__RECORDS FOR PROCESSING__:
---------------
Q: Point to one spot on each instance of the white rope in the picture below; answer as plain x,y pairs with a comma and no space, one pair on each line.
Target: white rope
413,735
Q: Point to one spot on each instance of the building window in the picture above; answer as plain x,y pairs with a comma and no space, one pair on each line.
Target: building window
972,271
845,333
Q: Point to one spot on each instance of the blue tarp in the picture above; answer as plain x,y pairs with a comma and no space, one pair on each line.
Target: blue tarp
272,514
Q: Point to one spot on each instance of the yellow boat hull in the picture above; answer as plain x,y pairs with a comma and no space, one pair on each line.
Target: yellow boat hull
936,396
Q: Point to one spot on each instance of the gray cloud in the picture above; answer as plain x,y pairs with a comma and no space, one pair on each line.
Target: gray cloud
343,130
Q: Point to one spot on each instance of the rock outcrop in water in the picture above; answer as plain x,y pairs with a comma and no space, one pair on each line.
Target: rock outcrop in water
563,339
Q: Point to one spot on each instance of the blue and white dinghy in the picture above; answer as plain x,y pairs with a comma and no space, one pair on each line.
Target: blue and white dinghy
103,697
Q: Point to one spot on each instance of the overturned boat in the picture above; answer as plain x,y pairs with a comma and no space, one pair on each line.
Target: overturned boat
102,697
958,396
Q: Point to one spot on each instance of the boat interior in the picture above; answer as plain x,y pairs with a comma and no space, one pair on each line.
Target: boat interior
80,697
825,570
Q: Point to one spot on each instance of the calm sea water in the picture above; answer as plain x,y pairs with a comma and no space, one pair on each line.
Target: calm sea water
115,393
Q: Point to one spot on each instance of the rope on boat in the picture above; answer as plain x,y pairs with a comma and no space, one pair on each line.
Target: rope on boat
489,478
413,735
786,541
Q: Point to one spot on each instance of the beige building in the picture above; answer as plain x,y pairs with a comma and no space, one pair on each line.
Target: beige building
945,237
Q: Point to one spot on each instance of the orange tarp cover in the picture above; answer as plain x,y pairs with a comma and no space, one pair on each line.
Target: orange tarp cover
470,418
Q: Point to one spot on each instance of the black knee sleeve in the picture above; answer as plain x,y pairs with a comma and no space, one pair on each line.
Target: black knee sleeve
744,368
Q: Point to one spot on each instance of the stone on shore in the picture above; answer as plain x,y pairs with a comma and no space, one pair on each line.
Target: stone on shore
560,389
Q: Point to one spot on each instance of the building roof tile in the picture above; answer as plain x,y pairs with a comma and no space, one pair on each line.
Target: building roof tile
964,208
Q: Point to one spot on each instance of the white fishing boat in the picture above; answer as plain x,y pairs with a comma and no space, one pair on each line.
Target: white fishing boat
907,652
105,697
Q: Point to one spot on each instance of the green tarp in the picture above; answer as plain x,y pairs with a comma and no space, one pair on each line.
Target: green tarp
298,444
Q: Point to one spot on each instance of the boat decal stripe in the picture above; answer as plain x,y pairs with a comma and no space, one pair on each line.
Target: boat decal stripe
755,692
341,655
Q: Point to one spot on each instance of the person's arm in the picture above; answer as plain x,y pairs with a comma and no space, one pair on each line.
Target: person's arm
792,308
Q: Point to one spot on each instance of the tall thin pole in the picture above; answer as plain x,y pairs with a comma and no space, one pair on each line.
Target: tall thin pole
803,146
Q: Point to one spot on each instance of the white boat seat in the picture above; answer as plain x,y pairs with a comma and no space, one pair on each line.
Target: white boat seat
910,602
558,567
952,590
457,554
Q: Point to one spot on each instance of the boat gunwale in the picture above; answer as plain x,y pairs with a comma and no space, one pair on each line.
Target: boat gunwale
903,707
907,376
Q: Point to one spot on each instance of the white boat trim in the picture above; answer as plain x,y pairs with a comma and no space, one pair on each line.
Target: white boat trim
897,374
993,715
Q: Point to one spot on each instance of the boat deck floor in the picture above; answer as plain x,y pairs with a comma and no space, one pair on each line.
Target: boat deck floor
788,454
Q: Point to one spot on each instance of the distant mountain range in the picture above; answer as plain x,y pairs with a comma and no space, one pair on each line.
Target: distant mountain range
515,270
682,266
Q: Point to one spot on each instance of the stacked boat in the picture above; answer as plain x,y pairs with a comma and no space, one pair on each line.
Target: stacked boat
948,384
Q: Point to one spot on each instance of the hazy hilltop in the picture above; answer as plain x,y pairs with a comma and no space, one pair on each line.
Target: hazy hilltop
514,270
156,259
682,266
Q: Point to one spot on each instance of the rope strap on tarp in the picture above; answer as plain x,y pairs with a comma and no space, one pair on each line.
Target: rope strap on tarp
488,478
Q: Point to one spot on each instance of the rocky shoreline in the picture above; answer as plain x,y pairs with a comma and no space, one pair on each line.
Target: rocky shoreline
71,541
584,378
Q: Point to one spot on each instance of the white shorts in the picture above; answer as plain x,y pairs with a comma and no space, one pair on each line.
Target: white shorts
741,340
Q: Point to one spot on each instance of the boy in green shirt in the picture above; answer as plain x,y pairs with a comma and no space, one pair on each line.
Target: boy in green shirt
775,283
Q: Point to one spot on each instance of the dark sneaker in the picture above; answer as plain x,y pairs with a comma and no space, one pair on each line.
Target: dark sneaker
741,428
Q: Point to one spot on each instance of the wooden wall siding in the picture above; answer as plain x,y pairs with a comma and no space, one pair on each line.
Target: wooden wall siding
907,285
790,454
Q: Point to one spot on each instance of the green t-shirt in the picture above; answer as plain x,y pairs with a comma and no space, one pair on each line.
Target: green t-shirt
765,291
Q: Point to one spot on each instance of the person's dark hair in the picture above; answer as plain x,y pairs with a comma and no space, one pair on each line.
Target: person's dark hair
---------------
__GIVEN PROBLEM__: Reproduce all of the material above, changing every "instance" to "occurrence" and leaving everything else as it is.

__FINISHED EXERCISE__:
Q: Point to one spot on each occurrence of the white rope in the picture below; answer as plain x,y pairs with a comma and no space, one pair on each line.
Target: white rope
413,735
Q: Point to one spot on each occurrence of the building window in the picture above; answer as plain x,y pairs with a comma and no space, one pair on each line.
Target: building window
972,271
845,333
Q: Point to one spot on each occurrence of the blue tarp in the picture above; answer as plain x,y pairs with a comma and no space, one pair on each line.
Target: blue tarp
272,514
Q: Point to one spot on each occurrence of the yellow boat hull in the picture above; answer as plain x,y pairs with a comma and no space, one pair on each line.
Target: yellow boat hull
936,396
Q: Point to one spot on each occurrence of the gray cloud in the picture above; answer as plain x,y pairs with a comma and no space, one pair on each line.
Target: gray cloud
343,130
Q: Point to one spot on each occurrence of the rock outcrop in water in the picture above; answer as plain x,y pairs with a comma and no space, one pair on each line.
Target: rock outcrop in water
563,339
Q: Point to one spot on each occurrence of the blue and white dinghy in the picture above; answer as plain x,y pairs with a comma and no space, one pair on each line.
Target: blue and white dinghy
103,697
Q: Point to one spot on each occurrence of the overturned boat in the picture above; answer as plain x,y pairs with a comma and no space, one pair on each line.
Target: overturned boat
102,697
958,396
Q: Point to one spot on each occurrence of the boat interior in the picture above; answer as plain x,y pairs with a comma and no space, one pair on each line.
Target: boat interior
80,697
825,570
Q: Point to one spot on each occurrence of the calm sea water in the picture above; answer as plain x,y pairs with a comma and no space, one pair on each line.
Target: calm sea water
115,393
Q: Point to one spot on each occurrence of the rope on boat in the picture above; answer as plain x,y pairs with a comma and no space, one pair on each line.
Target: rope on boat
489,478
413,735
786,541
Q: Point to one spot on each occurrence of the beige building in the picture above; answer as plain x,y pairs with a comma and no space, one pair on each line.
Target: beige building
945,237
Q: Point to one spot on each occurrence of the orange tarp cover in the picture above; answer as plain x,y pairs with a comma and no space, one pair on each line.
Target: orange tarp cover
470,418
Q: Point to one spot on each occurrence of the black knee sleeve in the picture above; answer as plain x,y pairs with a comma and no space, one pair on each line.
Target: black knee sleeve
744,368
Q: Point to one spot on each occurrence of the stone on shore in the picture above; answer as plain x,y pairs with a comma and no space, one pair on each line.
Target: stone on shore
560,389
Q: Point to one spot on each occurrence of the building roof tile in the picture above; answer as plain x,y pairs with a comma and no space, one pair on each line.
Target: building roof tile
964,208
Q: Point to one spot on each occurrence of the white fishing boat in the picture above; answer as plain x,y pairs with a comma and no space, one pair on each line.
Target: white fishing boat
907,652
105,697
Q: Point to one spot on each occurrence of the green tarp in the picture above; answer as plain x,y pairs with a comma and no space, one pair on each line.
Target: green tarp
298,444
Q: Point to one spot on each occurrence of the boat decal stripe in the picture above; answer as plain x,y pairs with a comma and no space, one pair on each line.
Target: boat decal stripe
755,692
341,655
Q: Point to one spot on each occurrence of the person's arm in the picture above; answer as plain x,y pairs with a comma and no space, one pair on each line.
Target: person's arm
792,308
Q: Point to one spot on each occurrence of the tall thin pole in the picture above; answer as plain x,y pairs with a comma and no space, one pair on each line.
Target: tall thin pole
803,146
Q: Point to one spot on each occurrence of the white boat seat in the picture above; answer as plain x,y pairs with a comma and no space, one pair on each line.
Target: white boat seat
910,602
558,567
952,590
457,554
Q: Point to one spot on each occurrence of the boat gunwale in the picture above; answer as plain x,y pairs with a comma and no space, one pair on each line.
Target: boat gunwale
903,707
907,376
Q: Point to one spot on each occurrence of the white boat trim in the picture above; answer as plain x,y pairs with a comma and no space, one pair on each line.
Target: white boat trim
897,374
993,715
Q: Point to one spot on each occurrence of the boat deck floor in the picture above; answer as plain x,y pairs with a comma and no space, one pair on each line.
Target: boat deck floor
788,454
Q: Point to one spot on each occurrence of the distant mountain range in the picture above; answer as plain x,y pairs with a comma and no space, one pair on each line.
Target: distant mountain range
515,270
682,266
Q: Point to one spot on each occurrence of the stacked boat in the picture above; answer as plain x,y pairs with a comma and no space, one pair on each line.
Target: stacked boat
948,384
Q: Point to one spot on each occurrence of the hazy hilltop in the picture above; answer as plain x,y pairs with a comma and no space, one pair on each line.
Target: hazy hilltop
514,270
156,259
682,266
Q: Point to one spot on each occurrence of the rope strap on tarp in the picture above; answer as plain x,y pairs with a comma and no space, one pair on each line.
Target: rope strap on tarp
488,478
Q: Point to one spot on each occurrence of the rocky shoreline in the picture above; answer as plain x,y pairs with a comma and no space, one pair on each line.
Target: rocky shoreline
71,541
584,378
Q: Point to one spot on each occurrence of the white shorts in the picture above; answer as plain x,y pairs with a comma and no space, one pair on each line.
Target: white shorts
741,340
Q: Point to one spot on each occurrence of the boy in green shirt in the picture above; answer as plain x,y pairs with a comma and no space, one pair on each line.
Target: boy in green shirt
775,283
Q: Point to one spot on each occurrence of the dark sneaker in the picture above; answer as plain x,y pairs with a comma and no space, one pair on each line.
Target: dark sneaker
741,428
Q: Point to one spot on each occurrence of the wooden wall siding in the picture above; answer as plain x,y pairs with a comma and no space, one pair on each line.
Target: wooden wall siding
907,285
790,454
Q: Point to one spot on each occurrence of the green t-shirt in the picture above; answer as plain x,y pairs with a comma and no space, one pair on each line.
Target: green t-shirt
765,291
Q: Point to one spot on each occurrence of the person's dark hair in the picture above; answer as plain x,y pairs with a comma and no space, one pair on each line.
Target: person's dark hair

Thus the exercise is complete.